## FRAGMENT UIT DOCUMENT
• • •

De advocaat-generaal heeft gevorderd dat de verdachte niet-ontvankelijk zal worden verklaard in het hoger beroep.

Ontvankelijkheid van de verdachte in het hoger beroep

Ten aanzien van. feit 2
De verdachte is door de politierechter vrijgesproken van hetgeen aan hem onder feit 2 is tenlastegelegd. Het hoger beroep is door de verdachte onbeperkt ingesteld en is derhalve mede gericht tegen de in eerste aanleg gegeven beslissing tot vrijspraak. Gelet op hetgeen is bepaald in artikel 404, vijfde lid, van het Wetboek van Strafvordering staat voor de verdachte tegen deze beslissing geen hoger beroep open. Het hof zal de verdachte daarom ten aanzien van feit 2 niet-ontvankelijk verklaren in het ingestelde hoger beroep.
Ten aanzien van feit 1
Door of namens de verdachte is geen schriftuur houdende grieven ingediend. Evenmin zijn mondeling bezwaren tegen het vonnis opgegeven. Ook overigens is niet gebleken van enig rechtens te respecteren belang dat is gediend met enig onderzoek van de zaak. Om die reden wordt de verdachte ook ten aanzien van feit 1 niet-ontvankelijk verklaard in het ingestelde hoger beroep, gelet op het bepaalde in artikel 416, tweede lid, van het Wetboek van Strafvordering.

BESLISSING

Het hof:
Verklaart de verdachte niet-ontvankelijk in het hoger beroep.
Dit arrest is gewezen door de meervoudige strafkamer van het gerechtshof Amsterdam, waarin zitting hadden mr. S. Jongeling, mr. N. van der Wijngaart en mr. N.A. Schimmel, in tegenwoordigheid van mr. L.C. de Groot, griffier, en is uitgesproken op de openbare terechtzitting van dit gerechtshof van 4 januari 2023.

• • •

## ITEMS UIT DATASET

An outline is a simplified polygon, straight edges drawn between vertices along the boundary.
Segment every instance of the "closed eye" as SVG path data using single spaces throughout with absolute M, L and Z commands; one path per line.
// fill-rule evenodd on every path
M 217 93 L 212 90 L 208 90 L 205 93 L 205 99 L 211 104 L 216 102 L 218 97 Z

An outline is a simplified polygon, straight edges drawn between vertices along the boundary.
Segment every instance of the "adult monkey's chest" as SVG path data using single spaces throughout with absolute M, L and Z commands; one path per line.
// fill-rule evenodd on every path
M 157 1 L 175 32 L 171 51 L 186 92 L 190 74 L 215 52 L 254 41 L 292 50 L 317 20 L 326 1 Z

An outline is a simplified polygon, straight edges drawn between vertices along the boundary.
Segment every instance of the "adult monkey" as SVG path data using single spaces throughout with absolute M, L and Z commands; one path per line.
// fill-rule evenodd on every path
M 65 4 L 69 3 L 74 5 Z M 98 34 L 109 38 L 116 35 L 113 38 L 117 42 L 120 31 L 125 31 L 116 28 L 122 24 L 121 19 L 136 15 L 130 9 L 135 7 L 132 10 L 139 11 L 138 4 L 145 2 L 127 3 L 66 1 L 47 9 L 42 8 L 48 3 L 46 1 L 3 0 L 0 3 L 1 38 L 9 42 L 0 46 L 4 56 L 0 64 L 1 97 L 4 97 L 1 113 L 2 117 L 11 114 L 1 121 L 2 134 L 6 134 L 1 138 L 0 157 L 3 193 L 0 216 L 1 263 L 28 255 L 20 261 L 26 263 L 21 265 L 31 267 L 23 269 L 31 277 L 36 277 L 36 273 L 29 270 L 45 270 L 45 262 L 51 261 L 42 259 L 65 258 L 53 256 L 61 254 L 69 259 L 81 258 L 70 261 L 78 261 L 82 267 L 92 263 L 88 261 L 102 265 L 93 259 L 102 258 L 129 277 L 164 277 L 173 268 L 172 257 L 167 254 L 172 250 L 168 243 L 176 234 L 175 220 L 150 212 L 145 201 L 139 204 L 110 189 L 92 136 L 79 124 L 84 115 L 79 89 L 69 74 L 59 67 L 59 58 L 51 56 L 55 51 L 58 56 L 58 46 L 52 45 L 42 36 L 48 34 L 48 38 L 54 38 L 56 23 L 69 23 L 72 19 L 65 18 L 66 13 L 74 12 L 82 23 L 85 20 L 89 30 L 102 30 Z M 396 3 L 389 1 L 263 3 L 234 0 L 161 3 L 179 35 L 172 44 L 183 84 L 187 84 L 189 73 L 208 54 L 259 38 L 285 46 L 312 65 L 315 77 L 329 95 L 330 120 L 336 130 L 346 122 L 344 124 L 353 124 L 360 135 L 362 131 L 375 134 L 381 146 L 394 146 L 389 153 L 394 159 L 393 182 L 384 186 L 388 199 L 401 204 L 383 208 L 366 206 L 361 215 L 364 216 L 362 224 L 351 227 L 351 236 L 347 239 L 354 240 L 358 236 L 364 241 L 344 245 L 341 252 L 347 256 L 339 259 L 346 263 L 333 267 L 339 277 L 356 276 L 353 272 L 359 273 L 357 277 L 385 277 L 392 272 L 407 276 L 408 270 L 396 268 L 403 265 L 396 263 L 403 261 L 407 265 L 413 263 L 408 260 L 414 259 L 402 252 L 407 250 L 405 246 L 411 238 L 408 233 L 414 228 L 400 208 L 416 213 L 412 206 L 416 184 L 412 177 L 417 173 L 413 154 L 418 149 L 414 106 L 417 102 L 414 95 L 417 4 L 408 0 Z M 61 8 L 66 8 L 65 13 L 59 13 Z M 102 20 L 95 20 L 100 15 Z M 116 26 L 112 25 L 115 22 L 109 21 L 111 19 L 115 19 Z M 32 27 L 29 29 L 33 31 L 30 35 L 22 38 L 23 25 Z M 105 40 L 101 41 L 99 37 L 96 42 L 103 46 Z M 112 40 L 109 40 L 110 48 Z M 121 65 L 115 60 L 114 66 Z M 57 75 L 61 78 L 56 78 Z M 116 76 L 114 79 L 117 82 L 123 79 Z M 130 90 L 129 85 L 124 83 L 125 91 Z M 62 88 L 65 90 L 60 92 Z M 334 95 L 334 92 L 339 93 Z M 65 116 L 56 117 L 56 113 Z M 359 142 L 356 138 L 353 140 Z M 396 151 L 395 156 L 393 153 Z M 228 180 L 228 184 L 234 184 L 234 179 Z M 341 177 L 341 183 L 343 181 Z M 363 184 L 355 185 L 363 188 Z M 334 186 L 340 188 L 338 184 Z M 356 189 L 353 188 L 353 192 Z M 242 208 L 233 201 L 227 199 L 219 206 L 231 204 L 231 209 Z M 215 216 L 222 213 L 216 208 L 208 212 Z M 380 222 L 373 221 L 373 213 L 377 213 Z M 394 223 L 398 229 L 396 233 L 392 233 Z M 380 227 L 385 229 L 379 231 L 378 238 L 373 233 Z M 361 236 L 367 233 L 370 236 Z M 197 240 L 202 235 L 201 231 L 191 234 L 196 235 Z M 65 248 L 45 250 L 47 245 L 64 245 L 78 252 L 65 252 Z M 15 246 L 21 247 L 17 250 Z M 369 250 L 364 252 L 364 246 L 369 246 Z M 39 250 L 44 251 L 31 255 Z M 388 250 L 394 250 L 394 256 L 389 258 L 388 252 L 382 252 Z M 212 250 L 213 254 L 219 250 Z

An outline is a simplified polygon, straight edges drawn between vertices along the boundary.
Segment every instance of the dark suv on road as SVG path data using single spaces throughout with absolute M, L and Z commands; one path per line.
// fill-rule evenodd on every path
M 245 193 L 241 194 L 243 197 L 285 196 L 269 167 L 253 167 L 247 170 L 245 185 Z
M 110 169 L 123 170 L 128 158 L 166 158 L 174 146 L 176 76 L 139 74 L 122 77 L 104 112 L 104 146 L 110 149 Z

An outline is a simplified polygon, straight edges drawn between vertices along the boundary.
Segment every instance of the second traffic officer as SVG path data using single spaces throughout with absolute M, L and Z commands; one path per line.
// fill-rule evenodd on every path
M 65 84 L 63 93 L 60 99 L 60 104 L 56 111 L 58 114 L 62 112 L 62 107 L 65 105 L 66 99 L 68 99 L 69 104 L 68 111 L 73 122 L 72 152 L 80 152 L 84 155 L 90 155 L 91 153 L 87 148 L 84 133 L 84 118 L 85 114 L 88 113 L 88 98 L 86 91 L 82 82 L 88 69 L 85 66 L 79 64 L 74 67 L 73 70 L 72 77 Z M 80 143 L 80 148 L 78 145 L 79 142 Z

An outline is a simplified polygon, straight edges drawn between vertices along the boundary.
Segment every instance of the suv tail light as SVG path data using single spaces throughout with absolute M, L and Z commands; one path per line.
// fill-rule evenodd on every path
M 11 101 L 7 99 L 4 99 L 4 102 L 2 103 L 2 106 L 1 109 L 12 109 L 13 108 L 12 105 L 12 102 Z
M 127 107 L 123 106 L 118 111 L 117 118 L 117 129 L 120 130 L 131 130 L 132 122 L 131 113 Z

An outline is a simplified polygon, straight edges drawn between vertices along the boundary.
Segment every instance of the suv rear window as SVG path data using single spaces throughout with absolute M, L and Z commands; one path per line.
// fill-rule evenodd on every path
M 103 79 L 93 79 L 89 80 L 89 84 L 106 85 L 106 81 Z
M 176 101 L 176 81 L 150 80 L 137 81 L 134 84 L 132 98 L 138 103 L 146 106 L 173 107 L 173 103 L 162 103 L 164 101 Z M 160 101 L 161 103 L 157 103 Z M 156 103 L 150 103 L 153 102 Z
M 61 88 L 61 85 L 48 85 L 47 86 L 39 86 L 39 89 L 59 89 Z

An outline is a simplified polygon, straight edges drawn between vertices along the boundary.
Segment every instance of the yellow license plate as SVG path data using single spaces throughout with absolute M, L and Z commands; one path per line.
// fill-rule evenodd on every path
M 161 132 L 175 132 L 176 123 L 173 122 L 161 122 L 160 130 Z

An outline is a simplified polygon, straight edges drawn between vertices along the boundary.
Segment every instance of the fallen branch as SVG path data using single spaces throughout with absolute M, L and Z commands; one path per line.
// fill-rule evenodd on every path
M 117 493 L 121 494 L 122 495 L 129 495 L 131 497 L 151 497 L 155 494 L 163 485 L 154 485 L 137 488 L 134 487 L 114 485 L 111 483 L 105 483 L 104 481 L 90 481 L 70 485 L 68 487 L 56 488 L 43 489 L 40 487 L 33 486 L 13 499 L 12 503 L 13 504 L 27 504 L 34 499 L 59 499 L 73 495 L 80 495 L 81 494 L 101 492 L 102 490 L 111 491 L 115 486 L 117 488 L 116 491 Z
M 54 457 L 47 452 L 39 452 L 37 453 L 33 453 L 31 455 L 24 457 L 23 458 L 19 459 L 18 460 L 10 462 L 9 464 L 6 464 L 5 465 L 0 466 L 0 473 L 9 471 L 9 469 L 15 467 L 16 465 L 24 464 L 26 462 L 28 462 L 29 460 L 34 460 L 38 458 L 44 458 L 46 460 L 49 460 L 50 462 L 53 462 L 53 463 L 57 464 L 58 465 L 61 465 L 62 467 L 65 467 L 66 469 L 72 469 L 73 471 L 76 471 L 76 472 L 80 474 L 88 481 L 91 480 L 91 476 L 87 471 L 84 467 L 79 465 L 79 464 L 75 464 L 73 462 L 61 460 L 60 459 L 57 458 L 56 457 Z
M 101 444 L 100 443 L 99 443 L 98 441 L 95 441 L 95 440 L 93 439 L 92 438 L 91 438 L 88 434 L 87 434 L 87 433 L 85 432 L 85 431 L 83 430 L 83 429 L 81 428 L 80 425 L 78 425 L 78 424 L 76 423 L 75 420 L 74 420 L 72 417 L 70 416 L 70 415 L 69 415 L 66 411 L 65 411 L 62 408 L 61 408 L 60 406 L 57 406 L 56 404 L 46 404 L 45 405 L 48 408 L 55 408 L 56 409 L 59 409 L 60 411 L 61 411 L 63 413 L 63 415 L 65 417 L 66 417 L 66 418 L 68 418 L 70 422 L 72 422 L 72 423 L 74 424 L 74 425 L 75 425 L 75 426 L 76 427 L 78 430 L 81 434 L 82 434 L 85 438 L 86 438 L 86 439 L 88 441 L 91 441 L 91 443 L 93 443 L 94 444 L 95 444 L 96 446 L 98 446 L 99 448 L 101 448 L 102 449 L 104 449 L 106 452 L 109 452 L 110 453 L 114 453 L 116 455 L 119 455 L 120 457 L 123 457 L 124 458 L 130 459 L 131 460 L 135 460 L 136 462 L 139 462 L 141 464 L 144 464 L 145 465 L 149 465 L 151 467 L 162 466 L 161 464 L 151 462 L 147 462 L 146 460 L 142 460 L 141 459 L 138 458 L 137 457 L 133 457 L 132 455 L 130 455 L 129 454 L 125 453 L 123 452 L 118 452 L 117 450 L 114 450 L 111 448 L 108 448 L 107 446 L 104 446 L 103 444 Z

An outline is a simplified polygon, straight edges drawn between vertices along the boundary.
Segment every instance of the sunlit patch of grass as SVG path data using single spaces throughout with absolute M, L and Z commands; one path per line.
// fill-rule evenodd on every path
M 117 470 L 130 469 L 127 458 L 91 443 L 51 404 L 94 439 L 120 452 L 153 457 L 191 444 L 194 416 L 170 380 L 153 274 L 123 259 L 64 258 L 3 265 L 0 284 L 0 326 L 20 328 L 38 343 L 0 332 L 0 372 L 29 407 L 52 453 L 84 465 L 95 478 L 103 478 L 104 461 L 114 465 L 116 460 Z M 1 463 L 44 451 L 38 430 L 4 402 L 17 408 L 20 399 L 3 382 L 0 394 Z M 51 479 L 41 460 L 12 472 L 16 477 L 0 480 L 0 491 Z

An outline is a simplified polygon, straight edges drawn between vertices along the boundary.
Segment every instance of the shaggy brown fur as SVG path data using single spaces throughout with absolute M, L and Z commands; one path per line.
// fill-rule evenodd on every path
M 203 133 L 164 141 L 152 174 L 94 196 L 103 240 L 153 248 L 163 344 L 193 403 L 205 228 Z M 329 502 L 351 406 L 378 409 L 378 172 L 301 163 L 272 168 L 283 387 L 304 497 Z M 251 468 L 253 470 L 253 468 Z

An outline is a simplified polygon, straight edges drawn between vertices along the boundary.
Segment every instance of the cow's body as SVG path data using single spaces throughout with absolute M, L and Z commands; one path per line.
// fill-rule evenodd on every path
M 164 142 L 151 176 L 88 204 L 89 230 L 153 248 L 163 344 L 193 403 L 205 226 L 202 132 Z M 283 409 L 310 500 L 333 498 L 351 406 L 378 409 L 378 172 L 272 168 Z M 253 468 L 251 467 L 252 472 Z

• • •

## WAT JE DOET
Schrijf het deel van het arrest woord voor woord over, beginnend bij "Ontvankelijkheid van de" en doorlopend tot en met "ingestelde hoger beroep.".

## UITGEWERKTE OPLOSSING
Ontvankelijkheid van de verdachte in het hoger beroep

Ten aanzien van. feit 2
De verdachte is door de politierechter vrijgesproken van hetgeen aan hem onder feit 2 is tenlastegelegd. Het hoger beroep is door de verdachte onbeperkt ingesteld en is derhalve mede gericht tegen de in eerste aanleg gegeven beslissing tot vrijspraak. Gelet op hetgeen is bepaald in artikel 404, vijfde lid, van het Wetboek van Strafvordering staat voor de verdachte tegen deze beslissing geen hoger beroep open. Het hof zal de verdachte daarom ten aanzien van feit 2 niet-ontvankelijk verklaren in het ingestelde hoger beroep.